<<<<

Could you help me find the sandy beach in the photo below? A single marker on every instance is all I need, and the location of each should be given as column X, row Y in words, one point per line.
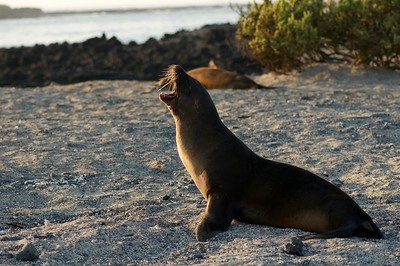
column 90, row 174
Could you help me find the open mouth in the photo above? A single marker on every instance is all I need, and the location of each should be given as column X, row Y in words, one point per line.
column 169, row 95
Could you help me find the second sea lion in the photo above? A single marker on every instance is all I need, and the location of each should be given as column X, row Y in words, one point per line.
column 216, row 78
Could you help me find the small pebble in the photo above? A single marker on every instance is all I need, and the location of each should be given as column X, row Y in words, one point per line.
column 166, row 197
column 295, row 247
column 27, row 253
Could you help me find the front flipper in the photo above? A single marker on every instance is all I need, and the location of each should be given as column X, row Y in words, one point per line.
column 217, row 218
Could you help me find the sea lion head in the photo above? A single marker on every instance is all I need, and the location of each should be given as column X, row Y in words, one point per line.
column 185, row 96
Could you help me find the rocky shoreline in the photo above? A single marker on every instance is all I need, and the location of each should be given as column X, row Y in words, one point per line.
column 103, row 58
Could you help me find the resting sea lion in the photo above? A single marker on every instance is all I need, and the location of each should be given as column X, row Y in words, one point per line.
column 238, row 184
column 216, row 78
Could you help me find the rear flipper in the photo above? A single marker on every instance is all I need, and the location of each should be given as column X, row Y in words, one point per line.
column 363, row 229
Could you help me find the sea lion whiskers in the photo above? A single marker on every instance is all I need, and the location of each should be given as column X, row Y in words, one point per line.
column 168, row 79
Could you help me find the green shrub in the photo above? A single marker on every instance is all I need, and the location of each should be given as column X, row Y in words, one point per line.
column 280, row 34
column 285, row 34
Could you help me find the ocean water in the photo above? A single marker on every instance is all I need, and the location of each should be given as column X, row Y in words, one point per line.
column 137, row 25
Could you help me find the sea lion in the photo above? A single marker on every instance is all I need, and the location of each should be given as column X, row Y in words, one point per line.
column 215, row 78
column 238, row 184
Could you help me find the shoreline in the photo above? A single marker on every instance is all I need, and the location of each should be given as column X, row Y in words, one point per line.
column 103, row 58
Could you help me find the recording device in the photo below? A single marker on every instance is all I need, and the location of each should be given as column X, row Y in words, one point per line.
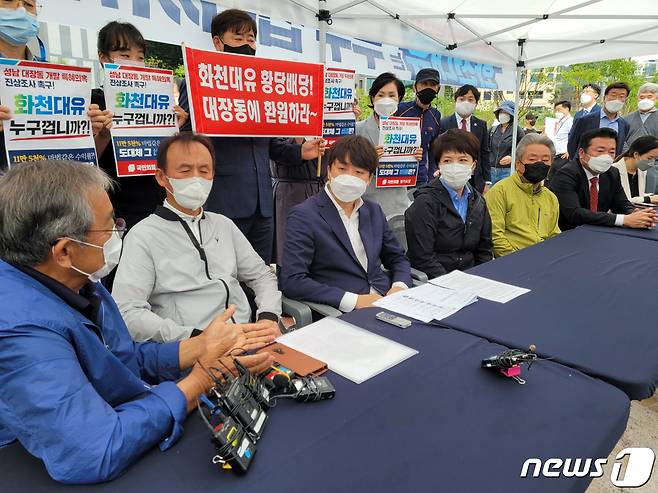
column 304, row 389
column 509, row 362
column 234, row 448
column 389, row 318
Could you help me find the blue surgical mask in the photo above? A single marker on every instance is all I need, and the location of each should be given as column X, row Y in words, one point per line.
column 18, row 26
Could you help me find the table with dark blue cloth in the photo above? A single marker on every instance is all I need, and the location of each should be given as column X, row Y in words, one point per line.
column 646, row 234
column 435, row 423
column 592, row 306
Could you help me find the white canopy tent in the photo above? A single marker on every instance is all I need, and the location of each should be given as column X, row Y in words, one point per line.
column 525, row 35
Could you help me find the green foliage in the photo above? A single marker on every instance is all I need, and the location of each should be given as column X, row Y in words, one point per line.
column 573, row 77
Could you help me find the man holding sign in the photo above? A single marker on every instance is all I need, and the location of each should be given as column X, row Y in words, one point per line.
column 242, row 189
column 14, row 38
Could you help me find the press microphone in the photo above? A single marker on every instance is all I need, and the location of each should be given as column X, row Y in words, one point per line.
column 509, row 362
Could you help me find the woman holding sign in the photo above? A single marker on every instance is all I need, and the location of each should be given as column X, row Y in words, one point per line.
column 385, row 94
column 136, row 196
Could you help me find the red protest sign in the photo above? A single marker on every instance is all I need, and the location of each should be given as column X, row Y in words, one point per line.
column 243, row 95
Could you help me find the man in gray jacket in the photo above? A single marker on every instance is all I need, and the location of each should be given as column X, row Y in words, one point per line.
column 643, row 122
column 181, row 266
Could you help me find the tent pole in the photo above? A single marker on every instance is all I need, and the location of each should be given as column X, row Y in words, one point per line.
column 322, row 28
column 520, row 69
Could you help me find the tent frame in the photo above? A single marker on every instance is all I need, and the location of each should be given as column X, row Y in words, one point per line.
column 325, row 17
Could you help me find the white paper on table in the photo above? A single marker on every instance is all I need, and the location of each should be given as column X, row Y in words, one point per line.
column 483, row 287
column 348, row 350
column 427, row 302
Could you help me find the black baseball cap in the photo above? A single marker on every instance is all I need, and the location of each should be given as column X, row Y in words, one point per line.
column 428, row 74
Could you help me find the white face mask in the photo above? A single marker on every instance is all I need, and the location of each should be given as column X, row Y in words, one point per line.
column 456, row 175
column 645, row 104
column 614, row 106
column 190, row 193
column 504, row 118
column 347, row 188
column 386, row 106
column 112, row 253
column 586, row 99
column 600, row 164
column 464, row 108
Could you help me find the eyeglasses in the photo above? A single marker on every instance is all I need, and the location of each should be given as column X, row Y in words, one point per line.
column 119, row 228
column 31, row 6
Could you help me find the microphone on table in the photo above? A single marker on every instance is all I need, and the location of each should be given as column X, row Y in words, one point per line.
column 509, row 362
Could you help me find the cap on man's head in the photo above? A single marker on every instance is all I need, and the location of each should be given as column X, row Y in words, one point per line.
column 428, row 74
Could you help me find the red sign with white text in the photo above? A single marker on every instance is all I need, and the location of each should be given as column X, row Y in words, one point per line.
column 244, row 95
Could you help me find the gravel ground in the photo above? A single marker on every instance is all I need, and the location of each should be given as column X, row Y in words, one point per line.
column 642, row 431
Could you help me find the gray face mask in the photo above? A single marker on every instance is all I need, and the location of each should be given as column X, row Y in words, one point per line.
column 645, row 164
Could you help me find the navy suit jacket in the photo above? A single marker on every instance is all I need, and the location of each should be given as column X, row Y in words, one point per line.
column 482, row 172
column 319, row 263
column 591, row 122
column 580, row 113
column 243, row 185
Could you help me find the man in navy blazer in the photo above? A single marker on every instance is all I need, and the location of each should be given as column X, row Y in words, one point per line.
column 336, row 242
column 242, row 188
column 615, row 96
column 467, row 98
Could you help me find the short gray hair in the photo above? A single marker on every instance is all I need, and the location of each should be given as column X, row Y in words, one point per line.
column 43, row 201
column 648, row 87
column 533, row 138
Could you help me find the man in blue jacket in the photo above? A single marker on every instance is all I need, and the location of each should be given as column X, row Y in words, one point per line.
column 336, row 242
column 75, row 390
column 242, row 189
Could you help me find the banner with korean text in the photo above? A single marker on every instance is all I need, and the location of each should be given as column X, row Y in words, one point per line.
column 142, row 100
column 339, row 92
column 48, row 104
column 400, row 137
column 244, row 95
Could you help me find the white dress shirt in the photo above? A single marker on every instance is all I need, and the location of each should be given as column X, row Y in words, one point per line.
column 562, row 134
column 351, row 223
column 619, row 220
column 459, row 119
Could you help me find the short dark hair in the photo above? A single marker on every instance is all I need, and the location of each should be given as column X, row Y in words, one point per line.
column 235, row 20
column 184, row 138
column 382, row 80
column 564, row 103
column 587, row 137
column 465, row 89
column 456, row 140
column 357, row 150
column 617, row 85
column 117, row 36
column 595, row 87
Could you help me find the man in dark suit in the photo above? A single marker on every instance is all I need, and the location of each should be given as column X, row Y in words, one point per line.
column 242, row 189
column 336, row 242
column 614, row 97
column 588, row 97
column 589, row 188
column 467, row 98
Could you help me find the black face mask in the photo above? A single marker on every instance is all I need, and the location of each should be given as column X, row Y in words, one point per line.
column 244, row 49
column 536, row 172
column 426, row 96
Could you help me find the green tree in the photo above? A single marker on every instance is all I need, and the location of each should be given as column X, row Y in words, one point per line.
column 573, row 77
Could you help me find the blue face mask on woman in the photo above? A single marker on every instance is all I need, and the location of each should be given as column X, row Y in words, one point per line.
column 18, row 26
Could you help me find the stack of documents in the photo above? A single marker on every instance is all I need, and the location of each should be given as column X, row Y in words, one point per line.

>>>>

Render every line of the records above as a JSON list of strings, one string per line, with blank lines dropped. Leave the pictures out of the list.

Final answer:
[
  "Could you help me find the sandy beach in the photo below? A single marker on every instance is all I need, and the location of each should be given as column X, row Y in words, one point per line.",
  "column 90, row 174",
  "Could you help me find the open mouth in the photo above? A single marker on every instance is all I need, and the location of each should be given as column X, row Y in words, one point per line.",
  "column 169, row 95",
  "Could you help me find the second sea lion in the photo above? A single marker on every instance is all I need, and the location of each should be given as column X, row Y in words, one point per line.",
  "column 216, row 78",
  "Could you help me find the small pebble in the photo above? A single marker on every instance is all I need, and the location of each should be given as column X, row Y in words, one point per line.",
  "column 166, row 197",
  "column 295, row 247",
  "column 27, row 253",
  "Could you help me find the front flipper in the photo above? A single marker on every instance is all I need, and the location of each should be given as column X, row Y in words, one point per line.",
  "column 217, row 218",
  "Could you help me find the sea lion head in the photo above? A single marker on every instance is all I need, and the location of each should be given as column X, row Y in words, one point per line.",
  "column 185, row 96",
  "Could you help me find the rocky shoreline in the photo above? A single marker on every instance is all I need, and the location of each should be given as column X, row Y in words, one point per line.",
  "column 103, row 58",
  "Could you help me find the resting sea lion in the photo above? A single marker on every instance is all I need, and the location of each should be given as column X, row Y in words, one point per line.",
  "column 238, row 184",
  "column 216, row 78",
  "Could you help me find the rear flipper in the photo above? A single marker on every instance is all I need, and the location of each should be given as column X, row Y in words, one point per line.",
  "column 363, row 229",
  "Could you help me find the sea lion whiskers in the photo above? A single marker on every instance is all I need, and the location of each should be given as column X, row Y in words, one point per line.",
  "column 168, row 79",
  "Could you help me find the green shrub in the photo above? A single marker on every instance is all I need, and the location of each should be given as column X, row Y in words, one point per line.",
  "column 280, row 34",
  "column 285, row 34",
  "Could you help me find the ocean water in the photo above? A single marker on every instance is all I need, and the location of each should be given as column X, row Y in words, one point per line.",
  "column 137, row 25",
  "Could you help me find the sea lion in the photo above? A single marker on every instance is all I need, and the location of each should be given as column X, row Y in words, one point per line.",
  "column 215, row 78",
  "column 238, row 184",
  "Could you help me find the shoreline in the photo above? A single marker on every instance is all I need, and the location of each should be given as column X, row Y in words, one point per line.",
  "column 103, row 58",
  "Could you help me find the recording device in the photo below? A single marker on every instance is all I need, and the location of each should be given as column X, row Y in words, one point per line.",
  "column 304, row 389",
  "column 509, row 362",
  "column 234, row 448",
  "column 389, row 318",
  "Could you help me find the blue surgical mask in the photo above? A single marker on every instance is all I need, and the location of each should be given as column X, row Y in words, one point per line.",
  "column 18, row 26",
  "Could you help me find the table with dark blue cloth in the photo above? A single marker on every instance is all I need, and the location of each should be given as column X, row Y in words, one point per line.",
  "column 646, row 234",
  "column 435, row 423",
  "column 592, row 306",
  "Could you help me find the white canopy tent in the photo above? A single marker on every instance is all I need, and the location of each should be given as column X, row Y in words, one point per line.",
  "column 525, row 35",
  "Could you help me find the green foliage in the photo above? A single marker on every instance is all I need, and the location of each should be given as column X, row Y in words, one point per line.",
  "column 573, row 77",
  "Could you help me find the man holding sign in the photo above? A single marker on every instance is all I need, and the location of each should be given as column X, row Y in words, one point per line.",
  "column 242, row 189",
  "column 14, row 38",
  "Could you help me find the press microphone in the photo above? A single marker on every instance is all I need, and the location of each should be given as column X, row Y in words, one point per line.",
  "column 509, row 362",
  "Could you help me find the woman holding sign in the photo above? A single marker on every instance is all I need, and the location of each should be given as column X, row Y in words, one point per line.",
  "column 385, row 94",
  "column 136, row 196",
  "Could you help me find the red protest sign in the photo above? A single marker on every instance is all I need, and the location of each should be given as column X, row Y in words, one point per line.",
  "column 243, row 95",
  "Could you help me find the man in gray jacket in the photo above? A single marker on every instance is all I need, and the location of each should be given as column X, row Y in words, one point per line.",
  "column 643, row 122",
  "column 181, row 266",
  "Could you help me find the tent pole in the photo above? A single marker on every instance is all I need, and the location of each should be given as column X, row Y in words, one point per line.",
  "column 322, row 28",
  "column 520, row 69",
  "Could you help me find the tent frame in the photo above? A single marker on every instance is all I need, and the location of each should be given as column X, row Y in words, one point per line.",
  "column 325, row 17",
  "Could you help me find the white paper on table in the photo above? A single marker on every instance is all I need, and the location of each should be given as column X, row Y in words, one point per line.",
  "column 483, row 287",
  "column 348, row 350",
  "column 427, row 302",
  "Could you help me find the black baseball cap in the photo above? A single marker on every instance is all I need, and the location of each should be given as column X, row Y in words, one point per line.",
  "column 428, row 74",
  "Could you help me find the white face mask in the photo above? A single marker on every instance is all I need, and the location of each should be given as column X, row Y in words, one point per line.",
  "column 456, row 175",
  "column 645, row 104",
  "column 614, row 106",
  "column 190, row 193",
  "column 504, row 118",
  "column 347, row 188",
  "column 386, row 106",
  "column 112, row 253",
  "column 586, row 99",
  "column 600, row 164",
  "column 464, row 108",
  "Could you help me find the eyeglasses in the photo above? A single marker on every instance is all I need, and the location of each should be given as column X, row Y in words, one point per line.",
  "column 119, row 228",
  "column 31, row 6",
  "Could you help me find the microphone on table in the photo above? A single marker on every instance is all I need, and the location of each should be given as column X, row Y in words, one point per line.",
  "column 509, row 362",
  "Could you help me find the cap on man's head in the photo above? A single marker on every instance is all I need, and the location of each should be given as column X, row Y in words, one point per line.",
  "column 428, row 74",
  "Could you help me find the red sign with white text in the photo above? A single marker on every instance is all I need, and the location of each should be given as column X, row Y in words, one point per line.",
  "column 244, row 95",
  "Could you help me find the gravel ground in the photo above? A single marker on every instance is all I need, and the location of each should be given as column X, row Y in words, one point per line.",
  "column 642, row 431",
  "Could you help me find the gray face mask in the photo above? A single marker on every instance is all I need, and the location of each should be given as column X, row Y in words, one point per line.",
  "column 645, row 164",
  "Could you help me find the navy suit jacket in the photo above? A single marker on every instance is all I need, and the location of each should be given as column X, row Y in words, one point per line.",
  "column 482, row 172",
  "column 319, row 263",
  "column 591, row 122",
  "column 580, row 113",
  "column 243, row 185",
  "Could you help me find the man in navy blazer in the photo above? A single marker on every instance is all I need, and the location of each should be given as column X, row Y in words, one point per line.",
  "column 336, row 242",
  "column 242, row 188",
  "column 615, row 96",
  "column 467, row 98",
  "Could you help me find the short gray hair in the photo above? A single marker on every instance is all I need, and the location of each should be given as column X, row Y in words, one point per line.",
  "column 43, row 201",
  "column 648, row 87",
  "column 533, row 138",
  "Could you help me find the man in blue jacket in the photo above? A single marker on every instance is all I need, and the location of each should be given as column X, row Y in words, one point per line.",
  "column 336, row 242",
  "column 75, row 390",
  "column 242, row 189",
  "Could you help me find the banner with korean text in the photo above? A single marker on every instance is all I need, and the location of each should be given as column X, row Y in words, one point per line.",
  "column 142, row 100",
  "column 339, row 92",
  "column 48, row 104",
  "column 400, row 137",
  "column 244, row 95",
  "Could you help me find the white dress shirt in the photo above? A single marker on every instance is all I need, and the location of each should be given as column X, row Y in words, one point per line.",
  "column 562, row 134",
  "column 351, row 223",
  "column 619, row 220",
  "column 459, row 119",
  "Could you help me find the short dark hair in the photo above? A single marker on every instance is all I need, and the location of each should be given as column X, row Y in words, one point per line.",
  "column 235, row 20",
  "column 184, row 138",
  "column 382, row 80",
  "column 564, row 103",
  "column 587, row 137",
  "column 465, row 89",
  "column 456, row 140",
  "column 357, row 150",
  "column 617, row 85",
  "column 117, row 36",
  "column 595, row 87",
  "Could you help me find the man in dark suit in the photo above? A single marker on every instance is all I need, and the location of each should be given as column X, row Y in words, one point per line.",
  "column 242, row 189",
  "column 336, row 242",
  "column 614, row 97",
  "column 588, row 97",
  "column 589, row 188",
  "column 467, row 98",
  "Could you help me find the black face mask in the photo above? A single marker on every instance is all I need, and the location of each should be given as column X, row Y in words, one point per line.",
  "column 244, row 49",
  "column 536, row 172",
  "column 426, row 96",
  "Could you help me find the green tree in the photo above? A single marker on every instance is all I need, and the location of each should be given as column X, row Y in words, one point per line.",
  "column 573, row 77",
  "Could you help me find the blue face mask on woman in the photo above? A single marker on every instance is all I need, and the location of each should be given as column X, row Y in words, one point per line.",
  "column 18, row 26",
  "Could you help me find the stack of documents in the photo above? A single marker on every instance is all I need, and the location of each should be given as column X, row Y in words, one point per line."
]